### PROVIDED TEXT
+--

Meanwhile, YouTube has won praise from Vietnamese censors for its high rate of compliance with censorship demands. In October, Information Minister Nguyen Manh Hung reportedly said that compliance with the removal of “bad information, propaganda against the Party and the State” was higher than ever, with Facebook and Google complying with 95% and 90% of censorship requests, respectively.

In October, Facebook launched a global Oversight Board - presented as the company’s independent “Supreme Court” and its solution to the human rights challenges presented by content moderation. However, Amnesty’s report reveals that the board’s bylaws will prevent it from reviewing the company’s censorship actions in relation to local law in countries like Vietnam.

Vanishing content as platforms cave to repressive laws

Amnesty’s report shows how Facebook and YouTube’s censorship of content in Vietnam operates. In some cases, users see their content censored under vaguely-worded local laws, including offences such as “abusing democratic freedoms” under the country’s Criminal Code. Amnesty views these laws as inconsistent with Vietnam’s obligations under international human rights law.

 Nguyen Van Trang, a pro-democracy activist now seeking asylum in Thailand, told Amnesty that in May this year Facebook notified him that one of his posts had been restricted due to “local legal restrictions”. Since then, Facebook has blocked every piece of content he has tried to post containing the names of senior members of the Communist Party.  He has experienced similar restrictions on YouTube, which, unlike Facebook, gave him the option to appeal against the restrictions. Some appeals have succeeded and others have not, with YouTube providing no explanation.

 The journalist Truong Chau Huu Danh told Amnesty that between 23 March and 8 May he posted a large volume of content about a ban on rice exports and the high-profile death penalty case of Ho Duy Hai. In June, he discovered these posts had vanished without any notification from Facebook whatsoever. Amnesty heard similar accounts from other Facebook users, particularly when trying to post about a high-profile land dispute in the village of Dong Tam, which saw villagers opposing military-run telecommunications company Viettel. The dispute culminated in a confrontation between villagers and security forces in January this year that saw the village leader and three police officers killed. 

Jailed, harassed and attacked

The Vietnamese authorities’ campaign of repression often results in the harassment, intimidation, prosecution and imprisonment of people for their social media use.

The current 170 prisoners of conscience imprisoned in Vietnam is the highest number ever recorded in the country by Amnesty. Nearly 40% have been imprisoned because of their peaceful social media activity.

+--

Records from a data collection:
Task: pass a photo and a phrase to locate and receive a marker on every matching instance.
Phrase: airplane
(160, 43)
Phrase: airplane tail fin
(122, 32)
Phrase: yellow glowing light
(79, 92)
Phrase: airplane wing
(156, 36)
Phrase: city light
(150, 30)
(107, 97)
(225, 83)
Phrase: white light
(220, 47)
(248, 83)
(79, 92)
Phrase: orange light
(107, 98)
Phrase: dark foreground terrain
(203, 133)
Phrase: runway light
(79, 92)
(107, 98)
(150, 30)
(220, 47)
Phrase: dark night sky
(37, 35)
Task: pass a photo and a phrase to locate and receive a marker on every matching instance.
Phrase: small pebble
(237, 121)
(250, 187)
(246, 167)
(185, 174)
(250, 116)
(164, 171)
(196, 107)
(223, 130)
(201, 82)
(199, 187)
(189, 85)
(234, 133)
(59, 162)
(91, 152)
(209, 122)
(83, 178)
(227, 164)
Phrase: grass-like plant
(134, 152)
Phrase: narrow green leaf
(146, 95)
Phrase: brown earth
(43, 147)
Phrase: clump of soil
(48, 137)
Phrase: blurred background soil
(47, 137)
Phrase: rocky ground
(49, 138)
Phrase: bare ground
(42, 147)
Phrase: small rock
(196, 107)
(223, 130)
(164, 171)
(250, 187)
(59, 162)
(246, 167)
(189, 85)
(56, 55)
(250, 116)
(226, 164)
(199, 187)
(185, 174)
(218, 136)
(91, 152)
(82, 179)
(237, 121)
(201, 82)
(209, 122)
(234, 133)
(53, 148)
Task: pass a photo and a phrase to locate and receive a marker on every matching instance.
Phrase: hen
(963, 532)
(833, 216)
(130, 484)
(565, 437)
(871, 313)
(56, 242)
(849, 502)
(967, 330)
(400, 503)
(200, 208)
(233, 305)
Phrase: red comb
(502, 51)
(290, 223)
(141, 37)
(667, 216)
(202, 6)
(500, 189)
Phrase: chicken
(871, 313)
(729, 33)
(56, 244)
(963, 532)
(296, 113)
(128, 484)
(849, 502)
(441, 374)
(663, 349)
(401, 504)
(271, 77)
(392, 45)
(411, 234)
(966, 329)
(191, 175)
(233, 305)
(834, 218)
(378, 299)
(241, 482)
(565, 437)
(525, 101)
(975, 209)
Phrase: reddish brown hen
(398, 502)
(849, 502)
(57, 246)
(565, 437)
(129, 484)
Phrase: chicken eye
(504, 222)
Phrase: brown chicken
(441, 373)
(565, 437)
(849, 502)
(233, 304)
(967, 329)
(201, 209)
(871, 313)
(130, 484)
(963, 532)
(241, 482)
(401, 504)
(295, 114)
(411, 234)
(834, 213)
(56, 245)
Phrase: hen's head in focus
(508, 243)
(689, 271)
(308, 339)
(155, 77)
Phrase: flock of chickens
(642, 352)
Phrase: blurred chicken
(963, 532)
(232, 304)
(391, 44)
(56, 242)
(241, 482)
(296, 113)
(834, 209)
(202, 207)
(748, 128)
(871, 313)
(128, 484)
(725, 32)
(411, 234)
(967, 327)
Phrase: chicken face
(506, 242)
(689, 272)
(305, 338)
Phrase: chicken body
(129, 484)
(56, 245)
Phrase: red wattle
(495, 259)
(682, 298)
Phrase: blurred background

+--

### EXERCISES
a - From the text on censorship in Vietnam, output everything from "Meanwhile, YouTube has" down to "countries like Vietnam.".
b - Using the text on censorship in Vietnam, decide whether each statement below agrees with it. Answer yes or no for each and quote the words that decide it.
(i) Facebook complied with 95% of censorship requests.
(ii) Facebook gave Nguyen Van Trang the option to appeal against the restrictions on his posts.
(iii) The confrontation in Dong Tam saw the village leader and three police officers killed.
c - Answer these questions from the text on censorship in Vietnam.
(i) In what month did Facebook launch its global Oversight Board?
(ii) In which country is Nguyen Van Trang seeking asylum?
(iii) How many prisoners of conscience are currently imprisoned in Vietnam?

### ACTIVITY ANSWERS
a -
Meanwhile, YouTube has won praise from Vietnamese censors for its high rate of compliance with censorship demands. In October, Information Minister Nguyen Manh Hung reportedly said that compliance with the removal of “bad information, propaganda against the Party and the State” was higher than ever, with Facebook and Google complying with 95% and 90% of censorship requests, respectively.

In October, Facebook launched a global Oversight Board - presented as the company’s independent “Supreme Court” and its solution to the human rights challenges presented by content moderation. However, Amnesty’s report reveals that the board’s bylaws will prevent it from reviewing the company’s censorship actions in relation to local law in countries like Vietnam.

b -
(i) Yes: "with Facebook and Google complying with 95% and 90% of censorship requests, respectively"
(ii) No: "He has experienced similar restrictions on YouTube, which, unlike Facebook, gave him the option to appeal against the restrictions."
(iii) Yes: "a confrontation between villagers and security forces in January this year that saw the village leader and three police officers killed"

c -
(i) October
(ii) Thailand
(iii) 170